Texte fourni >>
+ + +

Livre biblique écrit lorsque le judaïsme a été confronté à une grave crise aux IIe et Ier siècles avant notre ère, en raison de son incapacité à entrer dans le courant dominant de la sagesse grecque. La défense du mode de vie juif est l’objectif de ce livre.
Contexte et nature. Le livre de la sagesse a été écrit en grec pour des juifs parlant grec. La grande colonie d’Alexandrie était probablement le public immédiat. Les persécutions politiques et l’oppression qui y étaient subies ont inspiré un juif anonyme, d’un esprit religieux profond, à défendre le judaïsme contre les attaques dont il faisait l’objet et à encourager ses coreligionnaires à la fidélité à cette sagesse qui donne un sens à la vie. Le prosélytisme n’échappe cependant pas à son intention (Wis 18.4). L’auteur écrit au nom du roi Salomon. Il s’agit d’une fiction littéraire destinée à donner de l’autorité au livre. S’adresser à ceux “qui jugent la terre” (1.1) et aux “rois” (6.1) fait partie du même procédé littéraire. Les rois sont en réalité ceux qui embrassent la sagesse divine ; cela conduit à un royaume (6.1). voir sagesse (dans la bible).
La connaissance de la philosophie grecque par l’auteur est apparente dans son utilisation de certains de ses termes. Alexandrie, où la sagesse grecque s’est épanouie, pourrait bien avoir fourni les connaissances philosophiques. Le contexte égyptien – préoccupation pour l’idolâtrie égyptienne et l’esclavage d’Israël avant l’Exode – indique également Alexandrie. L’original grec révèle un auteur capable d’écrire selon les normes rhétoriques d’Alexandrie. Le livre a été écrit vers 100 av. J.-C. ou au moins quelque temps peu après.

+ + +

Données affichées >>
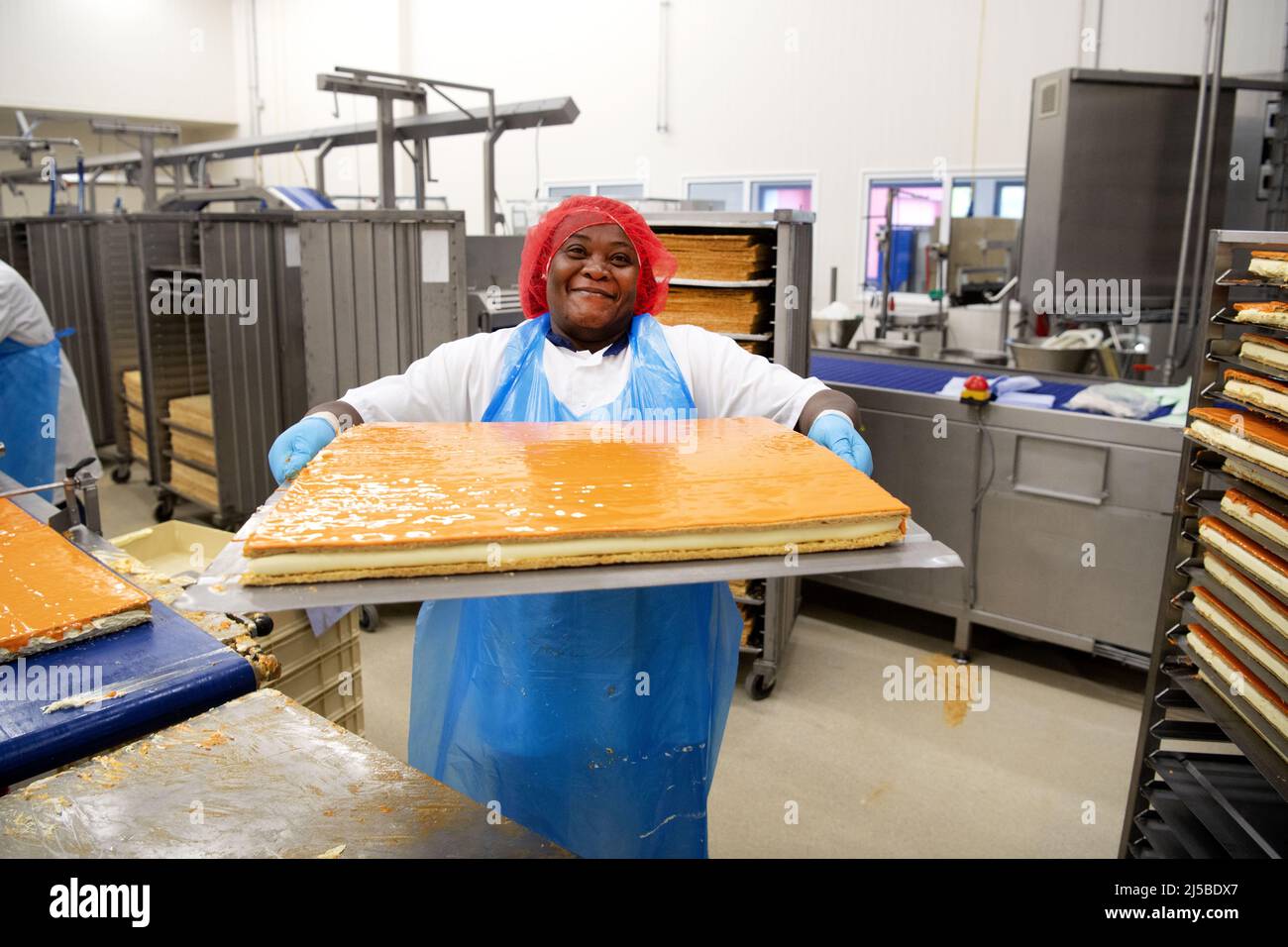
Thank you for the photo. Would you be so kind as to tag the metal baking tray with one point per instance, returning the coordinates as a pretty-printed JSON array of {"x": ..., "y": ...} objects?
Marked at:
[
  {"x": 218, "y": 589},
  {"x": 1227, "y": 352}
]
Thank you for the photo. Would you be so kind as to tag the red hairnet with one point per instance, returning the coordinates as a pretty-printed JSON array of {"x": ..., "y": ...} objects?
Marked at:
[{"x": 657, "y": 264}]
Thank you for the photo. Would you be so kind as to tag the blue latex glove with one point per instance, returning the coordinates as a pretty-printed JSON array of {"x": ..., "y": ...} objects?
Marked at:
[
  {"x": 296, "y": 446},
  {"x": 837, "y": 434}
]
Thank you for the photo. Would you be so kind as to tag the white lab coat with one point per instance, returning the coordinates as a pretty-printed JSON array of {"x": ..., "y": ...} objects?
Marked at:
[
  {"x": 456, "y": 380},
  {"x": 24, "y": 318}
]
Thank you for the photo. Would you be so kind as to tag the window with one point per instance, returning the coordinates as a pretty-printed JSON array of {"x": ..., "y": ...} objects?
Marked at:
[
  {"x": 917, "y": 222},
  {"x": 1010, "y": 200},
  {"x": 754, "y": 193},
  {"x": 914, "y": 222},
  {"x": 726, "y": 195},
  {"x": 558, "y": 193},
  {"x": 782, "y": 195},
  {"x": 622, "y": 191}
]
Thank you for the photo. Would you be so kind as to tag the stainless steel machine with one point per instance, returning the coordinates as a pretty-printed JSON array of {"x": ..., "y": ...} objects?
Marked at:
[{"x": 1060, "y": 517}]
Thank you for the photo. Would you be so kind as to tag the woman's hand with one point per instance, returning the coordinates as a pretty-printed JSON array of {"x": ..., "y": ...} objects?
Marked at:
[
  {"x": 296, "y": 446},
  {"x": 836, "y": 433}
]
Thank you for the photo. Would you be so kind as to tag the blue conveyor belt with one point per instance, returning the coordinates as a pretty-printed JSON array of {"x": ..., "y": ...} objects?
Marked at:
[
  {"x": 163, "y": 671},
  {"x": 925, "y": 380}
]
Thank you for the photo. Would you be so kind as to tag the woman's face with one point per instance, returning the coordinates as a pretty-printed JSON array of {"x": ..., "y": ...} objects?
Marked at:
[{"x": 590, "y": 286}]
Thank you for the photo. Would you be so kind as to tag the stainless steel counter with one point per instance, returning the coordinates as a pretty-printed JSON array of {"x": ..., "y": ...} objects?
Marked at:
[{"x": 1073, "y": 514}]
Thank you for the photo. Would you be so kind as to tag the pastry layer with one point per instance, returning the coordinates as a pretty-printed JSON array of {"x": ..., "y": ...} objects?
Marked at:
[
  {"x": 1244, "y": 553},
  {"x": 346, "y": 565},
  {"x": 1270, "y": 657},
  {"x": 1247, "y": 447},
  {"x": 1228, "y": 669},
  {"x": 51, "y": 591},
  {"x": 1275, "y": 269},
  {"x": 410, "y": 486},
  {"x": 1256, "y": 515},
  {"x": 1258, "y": 348},
  {"x": 1252, "y": 474},
  {"x": 1261, "y": 602}
]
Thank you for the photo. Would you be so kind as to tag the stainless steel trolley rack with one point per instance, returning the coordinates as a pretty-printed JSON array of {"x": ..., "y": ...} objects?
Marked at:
[
  {"x": 1228, "y": 797},
  {"x": 80, "y": 265},
  {"x": 789, "y": 341}
]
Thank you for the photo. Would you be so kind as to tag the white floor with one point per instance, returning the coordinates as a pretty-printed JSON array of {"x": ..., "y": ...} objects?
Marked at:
[{"x": 825, "y": 767}]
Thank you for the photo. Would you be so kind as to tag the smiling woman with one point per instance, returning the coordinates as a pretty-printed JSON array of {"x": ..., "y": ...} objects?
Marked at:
[{"x": 590, "y": 285}]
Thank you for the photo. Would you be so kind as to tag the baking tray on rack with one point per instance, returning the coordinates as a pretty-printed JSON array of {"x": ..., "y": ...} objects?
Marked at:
[
  {"x": 1245, "y": 277},
  {"x": 1231, "y": 712},
  {"x": 1192, "y": 616},
  {"x": 1209, "y": 501},
  {"x": 1201, "y": 577},
  {"x": 1269, "y": 476},
  {"x": 1215, "y": 392},
  {"x": 1227, "y": 352},
  {"x": 1231, "y": 797},
  {"x": 218, "y": 589}
]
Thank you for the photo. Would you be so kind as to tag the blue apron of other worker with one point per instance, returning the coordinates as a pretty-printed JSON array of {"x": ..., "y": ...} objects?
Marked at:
[
  {"x": 591, "y": 718},
  {"x": 29, "y": 410}
]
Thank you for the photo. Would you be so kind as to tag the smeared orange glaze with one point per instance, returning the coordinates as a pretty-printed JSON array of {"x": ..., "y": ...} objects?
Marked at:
[
  {"x": 1237, "y": 622},
  {"x": 1256, "y": 589},
  {"x": 1206, "y": 637},
  {"x": 419, "y": 484},
  {"x": 1240, "y": 499},
  {"x": 1257, "y": 429},
  {"x": 50, "y": 586},
  {"x": 1244, "y": 544},
  {"x": 1249, "y": 379},
  {"x": 1271, "y": 342}
]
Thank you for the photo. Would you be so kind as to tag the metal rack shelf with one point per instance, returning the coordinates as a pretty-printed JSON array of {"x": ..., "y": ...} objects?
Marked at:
[{"x": 1233, "y": 802}]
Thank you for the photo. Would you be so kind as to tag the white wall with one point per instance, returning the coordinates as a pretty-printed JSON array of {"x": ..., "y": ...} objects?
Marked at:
[
  {"x": 150, "y": 58},
  {"x": 829, "y": 88}
]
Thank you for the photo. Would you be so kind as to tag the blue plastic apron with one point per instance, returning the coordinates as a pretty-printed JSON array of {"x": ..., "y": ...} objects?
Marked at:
[
  {"x": 592, "y": 718},
  {"x": 29, "y": 410}
]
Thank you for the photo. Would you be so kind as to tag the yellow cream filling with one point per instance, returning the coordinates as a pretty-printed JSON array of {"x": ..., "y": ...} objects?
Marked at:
[
  {"x": 1257, "y": 521},
  {"x": 1257, "y": 394},
  {"x": 1241, "y": 446},
  {"x": 1275, "y": 716},
  {"x": 1262, "y": 266},
  {"x": 1247, "y": 594},
  {"x": 1263, "y": 354},
  {"x": 500, "y": 554},
  {"x": 1250, "y": 644},
  {"x": 1237, "y": 556}
]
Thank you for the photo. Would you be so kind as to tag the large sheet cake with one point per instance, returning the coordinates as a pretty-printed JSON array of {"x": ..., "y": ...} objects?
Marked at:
[
  {"x": 441, "y": 499},
  {"x": 53, "y": 592}
]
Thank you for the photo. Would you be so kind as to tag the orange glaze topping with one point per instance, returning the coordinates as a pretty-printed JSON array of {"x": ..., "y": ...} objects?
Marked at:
[
  {"x": 1274, "y": 436},
  {"x": 1262, "y": 339},
  {"x": 1249, "y": 379},
  {"x": 416, "y": 484},
  {"x": 50, "y": 586},
  {"x": 1206, "y": 637},
  {"x": 1214, "y": 602},
  {"x": 1244, "y": 544},
  {"x": 1256, "y": 589},
  {"x": 1252, "y": 506}
]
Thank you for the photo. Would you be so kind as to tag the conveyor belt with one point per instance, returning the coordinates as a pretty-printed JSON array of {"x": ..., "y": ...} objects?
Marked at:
[
  {"x": 270, "y": 780},
  {"x": 162, "y": 672},
  {"x": 926, "y": 380}
]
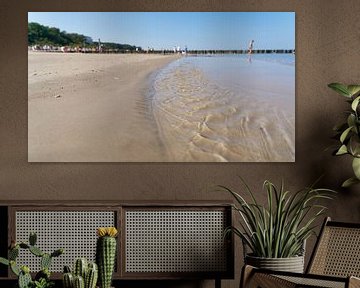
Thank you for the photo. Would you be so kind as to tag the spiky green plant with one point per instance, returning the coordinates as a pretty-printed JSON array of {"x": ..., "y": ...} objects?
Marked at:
[
  {"x": 348, "y": 132},
  {"x": 87, "y": 272},
  {"x": 279, "y": 229},
  {"x": 106, "y": 254}
]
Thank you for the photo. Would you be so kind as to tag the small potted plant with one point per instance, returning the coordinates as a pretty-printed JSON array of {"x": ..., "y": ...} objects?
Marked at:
[
  {"x": 275, "y": 233},
  {"x": 348, "y": 132},
  {"x": 42, "y": 278}
]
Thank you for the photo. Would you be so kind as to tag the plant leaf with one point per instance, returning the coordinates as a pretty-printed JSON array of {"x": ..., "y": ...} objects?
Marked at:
[
  {"x": 340, "y": 88},
  {"x": 356, "y": 167},
  {"x": 4, "y": 261},
  {"x": 345, "y": 134},
  {"x": 353, "y": 89}
]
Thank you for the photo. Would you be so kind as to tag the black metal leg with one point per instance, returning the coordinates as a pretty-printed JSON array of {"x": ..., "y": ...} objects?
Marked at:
[{"x": 217, "y": 283}]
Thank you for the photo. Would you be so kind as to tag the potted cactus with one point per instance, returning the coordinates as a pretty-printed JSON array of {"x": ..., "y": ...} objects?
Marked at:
[
  {"x": 42, "y": 278},
  {"x": 84, "y": 275},
  {"x": 106, "y": 254},
  {"x": 275, "y": 233}
]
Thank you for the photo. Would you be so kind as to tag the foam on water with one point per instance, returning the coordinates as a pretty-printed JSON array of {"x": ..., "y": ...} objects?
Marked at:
[{"x": 226, "y": 108}]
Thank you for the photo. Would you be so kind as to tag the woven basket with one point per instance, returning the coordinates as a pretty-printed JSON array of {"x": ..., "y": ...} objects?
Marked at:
[{"x": 291, "y": 264}]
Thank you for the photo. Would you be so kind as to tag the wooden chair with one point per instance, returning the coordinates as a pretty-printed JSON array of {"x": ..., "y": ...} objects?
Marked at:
[{"x": 335, "y": 262}]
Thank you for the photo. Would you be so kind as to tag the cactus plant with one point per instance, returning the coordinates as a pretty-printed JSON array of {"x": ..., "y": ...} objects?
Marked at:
[
  {"x": 106, "y": 254},
  {"x": 79, "y": 282},
  {"x": 84, "y": 274},
  {"x": 42, "y": 278},
  {"x": 24, "y": 277},
  {"x": 80, "y": 267},
  {"x": 91, "y": 276}
]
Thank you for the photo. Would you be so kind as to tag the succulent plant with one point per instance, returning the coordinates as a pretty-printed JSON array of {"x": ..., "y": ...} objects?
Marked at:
[
  {"x": 348, "y": 132},
  {"x": 85, "y": 275},
  {"x": 106, "y": 254},
  {"x": 42, "y": 278}
]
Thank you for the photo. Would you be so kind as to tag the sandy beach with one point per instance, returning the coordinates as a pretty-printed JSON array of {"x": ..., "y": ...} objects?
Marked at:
[{"x": 91, "y": 107}]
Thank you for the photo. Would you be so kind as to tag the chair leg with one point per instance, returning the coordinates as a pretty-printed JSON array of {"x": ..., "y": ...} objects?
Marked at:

+ + +

Consignes >>
a: Traduisez en anglais cette phrase du texte sur le livre de la sagesse : « Le livre de la sagesse a été écrit en grec pour des juifs parlant grec. »
b: Relevez toutes les lignes qui contiennent le mot "small", en tenant compte de la casse.
Le texte et les lignes n'ont aucun rapport entre eux.

Réponses par consigne >>
a: The Book of Wisdom was written in Greek for Greek-speaking Jews.

b:
Thank you for the photo. Would you be so kind as to tag the small potted plant with one point per instance, returning the coordinates as a pretty-printed JSON array of {"x": ..., "y": ...} objects?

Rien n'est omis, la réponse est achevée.